• [Bereitgestellter Auszug]:

Fußball auf der Hochseeinsel: Nur Heimspiele auf Helgoland

Der kleine Fußball ist in Deutschland riesengroß. In fast 26.000 Vereinen wird unter dem Dach des DFB Fußball gespielt, im Schnitt finden 4400 Spiele statt - pro Tag. Das Rampenlicht gehört normalerweise den Stars aus der Bundesliga, der Nationalmannschaft, den Klubs wie Bayern München, Borussia Dortmund oder Schalke 04. Die heimlichen Helden aber spielen woanders, in der Verbands-, Bezirks-, Kreisliga, auf kleinen Sportplätzen, mit hingebungsvollen Ehrenamtlichen an ihrer Seite. Sie alle haben eines gemeinsam: die Liebe zum Fußball.

Diesen heimlichen Helden widmet sich DFB.de in seiner neuen Serie. Auf der Reise durch die Republik stellt die Redaktion jeden Dienstag einen Amateurverein vor - ob aufstrebender Newcomer oder gestrauchelter Traditionsklub, ob kleiner Dorf- oder städtischer Großverein, ob Oberligist oder C-Ligist, ob Jugendspielgemeinschaft oder reine Hobbytruppe. Wir zeigen, wie besonders der deutsche Fußball-Alltag ist. Heute: der VfL Fosite Helgoland, einer der ungewöhnlichsten Vereine Deutschlands.

• [Datenauszüge]:
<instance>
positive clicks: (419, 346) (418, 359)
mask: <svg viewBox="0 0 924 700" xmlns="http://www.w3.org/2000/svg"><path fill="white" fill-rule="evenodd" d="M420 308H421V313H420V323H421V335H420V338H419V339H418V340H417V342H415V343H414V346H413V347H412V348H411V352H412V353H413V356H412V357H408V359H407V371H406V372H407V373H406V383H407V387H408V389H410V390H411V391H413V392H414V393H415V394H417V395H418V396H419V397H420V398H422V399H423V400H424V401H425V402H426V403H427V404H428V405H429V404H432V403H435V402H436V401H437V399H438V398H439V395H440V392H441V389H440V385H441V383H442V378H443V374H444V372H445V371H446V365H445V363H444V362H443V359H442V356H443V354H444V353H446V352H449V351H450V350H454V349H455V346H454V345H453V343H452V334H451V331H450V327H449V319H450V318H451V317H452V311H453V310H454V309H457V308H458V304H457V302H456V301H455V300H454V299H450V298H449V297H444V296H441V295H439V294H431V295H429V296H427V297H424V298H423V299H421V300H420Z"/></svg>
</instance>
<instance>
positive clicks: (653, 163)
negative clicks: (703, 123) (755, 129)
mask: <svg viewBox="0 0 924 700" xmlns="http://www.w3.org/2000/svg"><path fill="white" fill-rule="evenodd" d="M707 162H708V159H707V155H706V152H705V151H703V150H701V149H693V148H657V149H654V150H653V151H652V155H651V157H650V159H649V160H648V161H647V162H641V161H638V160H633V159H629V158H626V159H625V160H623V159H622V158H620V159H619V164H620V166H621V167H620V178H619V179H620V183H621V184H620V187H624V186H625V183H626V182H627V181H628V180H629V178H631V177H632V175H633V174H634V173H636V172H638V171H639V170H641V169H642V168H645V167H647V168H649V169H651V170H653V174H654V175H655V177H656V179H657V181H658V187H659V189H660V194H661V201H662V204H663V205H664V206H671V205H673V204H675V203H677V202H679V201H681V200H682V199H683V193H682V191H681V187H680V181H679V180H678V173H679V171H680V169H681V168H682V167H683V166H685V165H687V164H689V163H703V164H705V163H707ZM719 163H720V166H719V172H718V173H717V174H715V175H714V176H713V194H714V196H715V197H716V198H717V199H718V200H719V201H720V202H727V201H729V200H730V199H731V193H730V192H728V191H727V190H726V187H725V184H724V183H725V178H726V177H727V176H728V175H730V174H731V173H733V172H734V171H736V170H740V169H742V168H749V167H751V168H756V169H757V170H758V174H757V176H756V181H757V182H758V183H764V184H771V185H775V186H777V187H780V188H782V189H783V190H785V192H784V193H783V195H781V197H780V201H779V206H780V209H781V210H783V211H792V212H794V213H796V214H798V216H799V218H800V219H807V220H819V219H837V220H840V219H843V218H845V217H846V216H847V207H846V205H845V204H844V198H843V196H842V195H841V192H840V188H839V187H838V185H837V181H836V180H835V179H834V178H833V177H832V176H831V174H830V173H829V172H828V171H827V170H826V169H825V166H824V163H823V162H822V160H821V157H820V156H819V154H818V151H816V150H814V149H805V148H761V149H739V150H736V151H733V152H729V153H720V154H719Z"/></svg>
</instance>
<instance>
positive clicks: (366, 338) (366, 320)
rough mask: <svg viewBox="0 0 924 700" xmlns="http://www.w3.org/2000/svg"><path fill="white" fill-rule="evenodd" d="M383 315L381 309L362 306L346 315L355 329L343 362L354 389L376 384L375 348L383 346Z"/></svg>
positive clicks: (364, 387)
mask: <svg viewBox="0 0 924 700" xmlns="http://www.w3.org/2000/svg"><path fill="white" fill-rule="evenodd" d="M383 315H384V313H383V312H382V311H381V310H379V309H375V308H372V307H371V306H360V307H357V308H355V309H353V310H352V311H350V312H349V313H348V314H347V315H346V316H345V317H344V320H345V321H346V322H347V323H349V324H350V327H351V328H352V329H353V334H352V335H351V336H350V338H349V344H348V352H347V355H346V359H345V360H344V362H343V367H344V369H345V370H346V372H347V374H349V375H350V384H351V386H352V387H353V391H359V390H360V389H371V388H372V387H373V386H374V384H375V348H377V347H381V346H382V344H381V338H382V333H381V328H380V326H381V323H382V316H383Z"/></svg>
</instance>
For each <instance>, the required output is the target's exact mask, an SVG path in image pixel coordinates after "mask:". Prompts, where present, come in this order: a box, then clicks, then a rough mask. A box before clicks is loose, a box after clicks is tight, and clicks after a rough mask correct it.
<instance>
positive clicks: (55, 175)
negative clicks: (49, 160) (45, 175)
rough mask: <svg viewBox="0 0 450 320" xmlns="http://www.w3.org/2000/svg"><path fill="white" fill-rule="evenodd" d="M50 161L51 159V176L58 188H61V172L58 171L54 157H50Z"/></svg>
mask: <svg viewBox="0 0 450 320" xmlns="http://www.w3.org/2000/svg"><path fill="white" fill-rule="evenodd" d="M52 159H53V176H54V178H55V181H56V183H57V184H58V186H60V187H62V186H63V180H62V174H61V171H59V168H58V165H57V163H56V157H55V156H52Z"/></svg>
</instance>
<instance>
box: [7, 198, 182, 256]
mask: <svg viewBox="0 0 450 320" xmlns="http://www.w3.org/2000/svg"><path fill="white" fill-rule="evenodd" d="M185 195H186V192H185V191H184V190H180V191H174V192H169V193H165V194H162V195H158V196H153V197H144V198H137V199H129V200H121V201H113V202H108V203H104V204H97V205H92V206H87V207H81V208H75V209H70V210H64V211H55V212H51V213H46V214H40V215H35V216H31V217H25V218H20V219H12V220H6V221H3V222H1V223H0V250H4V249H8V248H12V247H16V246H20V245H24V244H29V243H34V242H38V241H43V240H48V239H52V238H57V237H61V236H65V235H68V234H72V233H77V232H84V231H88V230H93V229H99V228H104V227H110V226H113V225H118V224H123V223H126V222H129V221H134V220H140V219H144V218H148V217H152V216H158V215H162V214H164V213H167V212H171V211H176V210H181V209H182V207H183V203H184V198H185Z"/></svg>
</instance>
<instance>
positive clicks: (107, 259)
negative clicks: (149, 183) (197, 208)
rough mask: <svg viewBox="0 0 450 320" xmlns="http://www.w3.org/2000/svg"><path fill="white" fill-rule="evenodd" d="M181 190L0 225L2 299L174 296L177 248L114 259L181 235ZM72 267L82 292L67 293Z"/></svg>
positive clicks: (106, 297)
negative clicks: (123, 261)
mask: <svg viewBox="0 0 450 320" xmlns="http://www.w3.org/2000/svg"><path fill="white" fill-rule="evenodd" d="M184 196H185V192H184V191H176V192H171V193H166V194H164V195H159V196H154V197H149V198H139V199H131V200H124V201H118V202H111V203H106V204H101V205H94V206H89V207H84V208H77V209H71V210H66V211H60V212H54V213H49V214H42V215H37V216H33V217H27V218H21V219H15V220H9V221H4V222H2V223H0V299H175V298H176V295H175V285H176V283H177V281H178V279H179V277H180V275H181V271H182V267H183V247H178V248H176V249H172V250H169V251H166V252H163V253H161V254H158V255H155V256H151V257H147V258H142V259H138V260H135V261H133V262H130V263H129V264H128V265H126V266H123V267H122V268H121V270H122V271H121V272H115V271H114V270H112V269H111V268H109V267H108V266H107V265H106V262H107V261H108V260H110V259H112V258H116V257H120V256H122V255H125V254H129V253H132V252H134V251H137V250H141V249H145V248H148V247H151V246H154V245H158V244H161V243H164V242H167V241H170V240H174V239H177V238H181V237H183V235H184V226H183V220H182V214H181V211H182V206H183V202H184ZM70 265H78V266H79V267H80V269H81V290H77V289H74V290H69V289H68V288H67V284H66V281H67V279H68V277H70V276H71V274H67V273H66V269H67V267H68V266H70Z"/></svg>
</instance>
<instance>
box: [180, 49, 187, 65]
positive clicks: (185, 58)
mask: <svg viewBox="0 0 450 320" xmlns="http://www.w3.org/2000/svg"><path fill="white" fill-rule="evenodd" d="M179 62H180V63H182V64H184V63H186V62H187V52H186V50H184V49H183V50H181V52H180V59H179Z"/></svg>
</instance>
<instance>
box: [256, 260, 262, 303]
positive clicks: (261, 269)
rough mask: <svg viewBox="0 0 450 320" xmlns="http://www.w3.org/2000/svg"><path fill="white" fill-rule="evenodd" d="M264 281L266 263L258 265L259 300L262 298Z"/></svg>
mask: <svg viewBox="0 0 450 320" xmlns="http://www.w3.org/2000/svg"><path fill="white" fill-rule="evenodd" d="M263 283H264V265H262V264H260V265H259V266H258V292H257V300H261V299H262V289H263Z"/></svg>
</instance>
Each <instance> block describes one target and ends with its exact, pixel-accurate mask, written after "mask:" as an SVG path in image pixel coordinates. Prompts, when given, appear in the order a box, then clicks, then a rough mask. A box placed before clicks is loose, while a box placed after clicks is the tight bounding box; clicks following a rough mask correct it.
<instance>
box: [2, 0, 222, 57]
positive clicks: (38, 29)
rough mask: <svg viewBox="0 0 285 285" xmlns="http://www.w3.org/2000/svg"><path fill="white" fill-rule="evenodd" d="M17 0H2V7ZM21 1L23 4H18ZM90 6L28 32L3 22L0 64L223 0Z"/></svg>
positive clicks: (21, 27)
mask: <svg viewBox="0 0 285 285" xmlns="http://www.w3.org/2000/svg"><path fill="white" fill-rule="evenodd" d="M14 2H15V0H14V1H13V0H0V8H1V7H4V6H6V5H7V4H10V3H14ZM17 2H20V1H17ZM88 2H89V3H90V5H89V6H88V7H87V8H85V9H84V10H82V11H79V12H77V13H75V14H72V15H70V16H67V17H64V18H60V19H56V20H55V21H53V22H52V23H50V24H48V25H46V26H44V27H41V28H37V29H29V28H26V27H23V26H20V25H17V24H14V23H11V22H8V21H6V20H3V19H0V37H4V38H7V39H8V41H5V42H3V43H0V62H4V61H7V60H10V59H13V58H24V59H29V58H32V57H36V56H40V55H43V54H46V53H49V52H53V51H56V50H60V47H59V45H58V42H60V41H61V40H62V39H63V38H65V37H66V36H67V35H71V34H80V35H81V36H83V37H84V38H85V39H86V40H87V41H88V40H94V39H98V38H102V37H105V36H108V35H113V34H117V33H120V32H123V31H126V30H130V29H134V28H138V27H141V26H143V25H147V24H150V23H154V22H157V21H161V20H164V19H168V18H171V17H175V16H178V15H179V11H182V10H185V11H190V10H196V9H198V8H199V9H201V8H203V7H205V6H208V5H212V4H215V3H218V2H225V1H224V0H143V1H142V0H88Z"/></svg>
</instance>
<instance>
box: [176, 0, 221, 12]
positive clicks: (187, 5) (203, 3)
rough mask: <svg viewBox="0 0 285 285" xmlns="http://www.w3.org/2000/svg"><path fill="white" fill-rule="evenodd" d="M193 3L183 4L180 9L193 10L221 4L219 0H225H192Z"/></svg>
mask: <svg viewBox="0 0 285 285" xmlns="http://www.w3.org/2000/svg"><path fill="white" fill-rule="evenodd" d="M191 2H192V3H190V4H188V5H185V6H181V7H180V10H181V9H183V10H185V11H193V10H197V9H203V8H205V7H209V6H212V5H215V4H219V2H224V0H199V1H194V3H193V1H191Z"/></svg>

---

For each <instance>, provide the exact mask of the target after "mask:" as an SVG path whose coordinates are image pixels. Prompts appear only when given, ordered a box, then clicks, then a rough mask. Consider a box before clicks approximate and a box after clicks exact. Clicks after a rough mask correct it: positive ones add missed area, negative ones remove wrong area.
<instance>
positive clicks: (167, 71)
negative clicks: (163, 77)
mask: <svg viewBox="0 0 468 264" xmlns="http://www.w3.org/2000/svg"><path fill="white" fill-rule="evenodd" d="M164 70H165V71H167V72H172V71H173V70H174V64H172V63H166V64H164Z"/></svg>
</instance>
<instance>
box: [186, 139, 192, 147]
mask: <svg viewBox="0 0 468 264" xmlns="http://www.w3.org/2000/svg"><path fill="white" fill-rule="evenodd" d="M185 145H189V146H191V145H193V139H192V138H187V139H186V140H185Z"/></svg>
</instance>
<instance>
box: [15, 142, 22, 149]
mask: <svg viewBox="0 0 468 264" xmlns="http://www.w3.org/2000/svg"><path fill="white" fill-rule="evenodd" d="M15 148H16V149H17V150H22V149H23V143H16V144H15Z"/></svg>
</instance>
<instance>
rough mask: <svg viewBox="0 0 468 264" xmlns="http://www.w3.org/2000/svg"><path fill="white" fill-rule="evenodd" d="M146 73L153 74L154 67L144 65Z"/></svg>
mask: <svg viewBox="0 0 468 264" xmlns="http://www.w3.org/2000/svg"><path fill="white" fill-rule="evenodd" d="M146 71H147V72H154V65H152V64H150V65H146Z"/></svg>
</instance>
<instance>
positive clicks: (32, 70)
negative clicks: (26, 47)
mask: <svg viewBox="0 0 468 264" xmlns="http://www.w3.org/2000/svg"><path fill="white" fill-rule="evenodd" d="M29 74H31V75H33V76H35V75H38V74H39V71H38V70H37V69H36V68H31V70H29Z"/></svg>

• [Aufgabenstellungen]:
**a.** Kopieren Sie aus dem Text über den Fußball auf Helgoland den Abschnitt, der mit den Worten „Der kleine Fußball“ beginnt und mit „Liebe zum Fußball.“ schließt.
**b.** Setzen Sie den Text über den Fußball auf Helgoland im Anschluss an seinen letzten Satz fort.
Die Zeilen werden für die Bearbeitung nicht benötigt.

• [Ergebnisse je Aufgabe]:
**a.**
Der kleine Fußball ist in Deutschland riesengroß. In fast 26.000 Vereinen wird unter dem Dach des DFB Fußball gespielt, im Schnitt finden 4400 Spiele statt - pro Tag. Das Rampenlicht gehört normalerweise den Stars aus der Bundesliga, der Nationalmannschaft, den Klubs wie Bayern München, Borussia Dortmund oder Schalke 04. Die heimlichen Helden aber spielen woanders, in der Verbands-, Bezirks-, Kreisliga, auf kleinen Sportplätzen, mit hingebungsvollen Ehrenamtlichen an ihrer Seite. Sie alle haben eines gemeinsam: die Liebe zum Fußball.

**b.**
Ausschließliche Freundschaftsspiele auf der Insel

Mit Auswärtsspielen ist es im Fußball ja immer so eine Sache. Während die heimischen Gefilde bekannte Gesichter und einen vertrauten Platz bieten, bringen Spiele außerhalb der eigenen Ortsgrenze häufig widrige Anfahrtsbedingungen, mäßige Gastfreundlichkeit und eine magere Punkteausbeute mit sich. Für den VfL Fosite Helgoland haben sich diese unliebsamen Probleme gänzlich erledigt. Der Klub von Deutschlands einziger Hochseeinsel spielt ausschließlich zu Hause - und hat mit ganz eigenen Problemen zu kämpfen.

Wie in den meisten Amateurvereinen fehlt das Geld. 36 Seemeilen müssten die Insulaner pro Auswärtsspiel mindestens bewältigen, um überhaupt ans Festland zu gelangen. 37 Euro kostet die Fahrt hin und zurück, bis Cuxhaven sind es zweieinhalb Stunden. Dazu käme der Aufwand für Übernachtungen. Die Gastmannschaften stünden vor den gleichen Hürden. Also entschieden sich die Helgoländer dafür, nur reine Freundschaftsspiele zu Hause zu bestreiten. So kommen sie immerhin auf zehn bis 15 Spiele pro Saison.

Der Besuch ist mal mehr, mal weniger glamourös. Einmal, vor einigen Jahren, klopfte die Nationalmannschaft Kubas wegen eines Trainingslagers an. "Wie auch immer die auf uns gekommen sind", sagt Oke Zastrow, 2. Vorsitzender des VfL. "Die waren wohl auf einer Tour durch Deutschland. Das hat sich aber leider zerschlagen, die hatten dann doch zu hohe finanzielle Ansprüche."

Die Helgoländer würden sich ohnehin auch mit weniger zufrieden geben. "Wir hoffen, dass irgendwann vielleicht mal ein Verein der Bundesliga oder 2. Bundesliga bei uns ein Trainingslager macht. Das ist unser Ziel", erklärt Zastrow. "Wir waren auch schon mal mit St. Pauli und Werder Bremen im Gespräch." Geklappt hat es bisher nicht.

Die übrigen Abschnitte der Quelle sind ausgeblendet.